● **EXERCISE PROMPT**: Produce the records again in full, exactly as shown below.

[Stored data entries]
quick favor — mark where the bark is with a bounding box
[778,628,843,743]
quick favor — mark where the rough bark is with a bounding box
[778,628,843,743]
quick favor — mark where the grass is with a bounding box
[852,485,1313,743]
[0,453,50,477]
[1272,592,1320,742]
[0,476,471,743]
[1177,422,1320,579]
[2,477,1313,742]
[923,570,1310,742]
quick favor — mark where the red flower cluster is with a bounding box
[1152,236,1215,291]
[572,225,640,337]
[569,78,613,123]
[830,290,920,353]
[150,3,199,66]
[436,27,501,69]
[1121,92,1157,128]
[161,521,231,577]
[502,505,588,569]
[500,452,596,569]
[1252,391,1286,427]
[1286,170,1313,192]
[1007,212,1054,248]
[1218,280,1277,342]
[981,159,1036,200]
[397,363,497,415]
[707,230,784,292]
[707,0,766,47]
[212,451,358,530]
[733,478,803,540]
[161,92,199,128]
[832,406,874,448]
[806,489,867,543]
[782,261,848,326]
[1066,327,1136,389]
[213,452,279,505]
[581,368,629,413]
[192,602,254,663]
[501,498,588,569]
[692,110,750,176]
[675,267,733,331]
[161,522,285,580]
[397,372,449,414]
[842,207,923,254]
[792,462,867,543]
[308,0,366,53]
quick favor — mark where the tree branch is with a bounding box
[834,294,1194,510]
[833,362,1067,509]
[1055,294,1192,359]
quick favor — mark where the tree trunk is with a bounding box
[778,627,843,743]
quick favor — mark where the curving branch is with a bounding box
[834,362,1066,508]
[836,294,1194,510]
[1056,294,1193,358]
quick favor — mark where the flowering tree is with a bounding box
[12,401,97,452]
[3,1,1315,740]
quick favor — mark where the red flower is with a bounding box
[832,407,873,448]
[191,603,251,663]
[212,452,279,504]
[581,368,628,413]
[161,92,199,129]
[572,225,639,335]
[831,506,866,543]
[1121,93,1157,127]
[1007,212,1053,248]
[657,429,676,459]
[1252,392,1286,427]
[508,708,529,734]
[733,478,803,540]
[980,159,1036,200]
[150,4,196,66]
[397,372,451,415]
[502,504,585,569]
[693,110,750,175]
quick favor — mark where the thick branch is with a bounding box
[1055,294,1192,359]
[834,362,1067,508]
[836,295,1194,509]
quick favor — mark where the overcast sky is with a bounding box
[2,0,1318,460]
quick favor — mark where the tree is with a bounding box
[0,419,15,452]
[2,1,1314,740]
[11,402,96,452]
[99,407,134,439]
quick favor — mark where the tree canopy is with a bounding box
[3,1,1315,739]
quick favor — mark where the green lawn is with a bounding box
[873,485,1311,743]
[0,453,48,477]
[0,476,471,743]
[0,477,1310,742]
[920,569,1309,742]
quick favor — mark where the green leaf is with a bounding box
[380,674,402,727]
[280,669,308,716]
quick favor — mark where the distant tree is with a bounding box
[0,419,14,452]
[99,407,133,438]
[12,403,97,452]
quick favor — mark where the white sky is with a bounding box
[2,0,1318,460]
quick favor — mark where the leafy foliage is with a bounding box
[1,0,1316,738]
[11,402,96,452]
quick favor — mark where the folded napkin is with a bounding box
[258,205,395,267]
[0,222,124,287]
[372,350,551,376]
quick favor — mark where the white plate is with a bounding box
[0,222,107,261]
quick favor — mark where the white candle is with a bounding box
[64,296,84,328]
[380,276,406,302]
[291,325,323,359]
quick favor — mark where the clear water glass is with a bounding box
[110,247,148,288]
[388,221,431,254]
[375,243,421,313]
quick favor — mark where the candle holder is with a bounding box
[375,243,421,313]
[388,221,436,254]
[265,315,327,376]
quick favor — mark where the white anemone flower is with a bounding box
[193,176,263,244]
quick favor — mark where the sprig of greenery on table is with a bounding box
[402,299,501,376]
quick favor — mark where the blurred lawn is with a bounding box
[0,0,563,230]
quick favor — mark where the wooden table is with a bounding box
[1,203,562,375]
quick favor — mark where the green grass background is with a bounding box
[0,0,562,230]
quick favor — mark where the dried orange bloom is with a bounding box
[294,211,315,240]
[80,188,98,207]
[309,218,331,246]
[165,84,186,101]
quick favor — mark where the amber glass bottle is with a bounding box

● **SOLUTION FOR THIS TASK**:
quick favor — mark where the bark is with a bounding box
[778,628,843,743]
quick favor — mark where the rough bark is with a bounding box
[778,628,843,743]
quick favor — mark where the grass is with a bounding box
[852,485,1313,743]
[0,453,50,477]
[1272,592,1320,742]
[0,476,471,743]
[1177,422,1320,579]
[2,477,1313,742]
[923,570,1310,742]
quick favor — mark where the red flower cluster is with a bounding box
[1152,236,1215,291]
[572,225,640,337]
[569,78,613,123]
[830,290,920,353]
[150,3,199,66]
[436,27,501,69]
[1121,92,1157,128]
[161,521,231,577]
[502,505,588,569]
[500,452,596,569]
[1252,391,1286,427]
[1286,170,1313,192]
[1007,212,1054,248]
[1218,280,1277,342]
[981,159,1036,200]
[397,363,497,415]
[707,230,784,292]
[707,0,766,47]
[212,451,358,530]
[733,478,803,540]
[161,92,199,128]
[832,406,874,448]
[806,489,867,543]
[782,261,848,326]
[1066,327,1136,389]
[213,452,279,505]
[581,368,629,413]
[192,602,254,663]
[501,498,588,569]
[692,110,750,176]
[675,267,733,331]
[161,522,285,580]
[397,372,449,414]
[842,207,923,254]
[792,462,867,543]
[308,0,366,53]
quick favor — mark where the tree branch is with a bounding box
[834,294,1194,510]
[833,362,1067,509]
[1055,294,1192,359]
quick favor — mark where the tree trunk is with a bounding box
[778,627,843,743]
quick favor — mark where the curving branch is with a bounding box
[834,362,1066,508]
[836,294,1194,510]
[1056,294,1193,358]
quick favor — mark where the flowering tree is with a bounding box
[12,401,97,452]
[3,1,1315,740]
quick favor — mark where the red flower is with a bounding box
[832,407,873,448]
[191,603,251,663]
[212,452,279,504]
[581,368,628,413]
[161,92,199,129]
[572,225,639,335]
[831,506,866,543]
[1121,93,1157,127]
[1007,212,1053,248]
[657,429,676,459]
[1252,392,1286,427]
[508,708,529,734]
[733,478,803,540]
[980,159,1036,200]
[150,4,196,66]
[397,372,451,415]
[502,504,585,569]
[693,110,750,175]
quick favor — mark where the thick branch is with a bounding box
[1055,294,1192,359]
[834,362,1067,508]
[836,295,1194,509]
quick favor — mark where the overcast sky is with a bounding box
[2,0,1318,460]
quick favor — mark where the tree is with a bounding box
[0,419,15,452]
[2,1,1314,740]
[11,402,96,452]
[99,407,134,439]
quick favor — mark where the tree canopy is with a bounding box
[3,1,1315,739]
quick favor — mark where the green lawn is with a bounding box
[873,485,1311,743]
[0,453,48,477]
[0,476,471,743]
[0,477,1310,742]
[920,569,1309,742]
quick favor — mark where the green leaf is with a bounding box
[380,674,402,727]
[280,669,308,716]
quick favor — mark where the distant tree is with a bounding box
[0,419,14,452]
[99,407,133,438]
[12,403,97,452]
quick favor — mark where the white sky is with a bounding box
[2,0,1318,460]
quick favor — mark where the leafy foliage is with a bounding box
[1,0,1316,738]
[11,402,96,452]
quick favor — mark where the folded napkin is with a bounding box
[258,205,395,267]
[0,222,124,287]
[372,350,551,376]
quick favor — mark where the white plate is with a bounding box
[0,222,107,261]
quick favor — mark where the white candle is with a bounding box
[64,296,84,328]
[380,276,406,302]
[291,325,323,359]
quick favor — mark where the clear water glass is with a bounding box
[110,247,148,288]
[388,221,431,254]
[375,243,421,313]
quick favor — mark where the candle holder is with a bounding box
[375,243,421,313]
[388,221,436,254]
[265,315,327,376]
quick favor — mark where the white anemone flower is with a bounding box
[193,176,263,244]
quick favor — mark where the sprig of greenery on table is with a bounding box
[402,299,501,376]
quick favor — mark where the blurred lawn is with a bounding box
[0,0,563,230]
quick favor — mark where the wooden table is with a bounding box
[1,203,562,375]
quick favor — mark where the green grass background is with a bounding box
[0,0,562,230]
quick favor — mark where the dried orange bloom is with a bounding box
[294,211,315,240]
[80,188,98,207]
[309,218,331,246]
[165,84,186,101]
quick favor — mark where the amber glass bottle is with a bounding box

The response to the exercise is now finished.